Goal of the exercise:
Return each line of the data below that contains the word "person", copying every such line in full.

Task material:
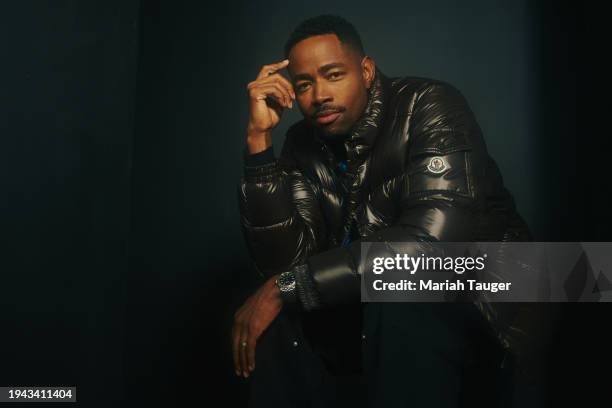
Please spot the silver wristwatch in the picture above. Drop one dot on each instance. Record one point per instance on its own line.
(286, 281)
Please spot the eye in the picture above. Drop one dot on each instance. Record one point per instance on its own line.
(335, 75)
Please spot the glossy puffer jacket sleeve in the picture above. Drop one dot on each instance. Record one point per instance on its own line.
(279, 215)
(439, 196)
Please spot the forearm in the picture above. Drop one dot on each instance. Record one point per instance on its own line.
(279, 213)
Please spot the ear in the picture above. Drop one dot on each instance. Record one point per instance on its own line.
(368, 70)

* * *

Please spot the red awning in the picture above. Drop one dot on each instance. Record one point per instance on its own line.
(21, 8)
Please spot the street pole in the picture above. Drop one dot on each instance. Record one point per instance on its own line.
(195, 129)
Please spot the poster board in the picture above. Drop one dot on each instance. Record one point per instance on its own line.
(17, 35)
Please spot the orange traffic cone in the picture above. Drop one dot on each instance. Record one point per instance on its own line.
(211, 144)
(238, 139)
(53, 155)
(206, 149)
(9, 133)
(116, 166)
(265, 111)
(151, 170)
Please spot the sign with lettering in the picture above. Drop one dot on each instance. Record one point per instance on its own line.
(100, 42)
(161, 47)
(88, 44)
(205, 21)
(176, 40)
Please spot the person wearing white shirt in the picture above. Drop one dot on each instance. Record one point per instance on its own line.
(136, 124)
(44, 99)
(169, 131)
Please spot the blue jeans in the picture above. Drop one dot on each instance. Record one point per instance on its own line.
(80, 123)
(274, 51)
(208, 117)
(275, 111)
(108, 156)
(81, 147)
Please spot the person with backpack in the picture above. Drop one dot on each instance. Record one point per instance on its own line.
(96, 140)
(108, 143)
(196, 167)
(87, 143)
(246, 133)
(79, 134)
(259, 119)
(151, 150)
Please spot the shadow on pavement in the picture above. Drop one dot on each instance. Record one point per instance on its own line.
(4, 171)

The reply:
Please spot the person wearing white shirt in the picture above. Drop one dot on each instance. Record one point per instance on its own line.
Please spot the person with backpack in the picture above. Drop one dot on each instance. Record one point per instance on its own line.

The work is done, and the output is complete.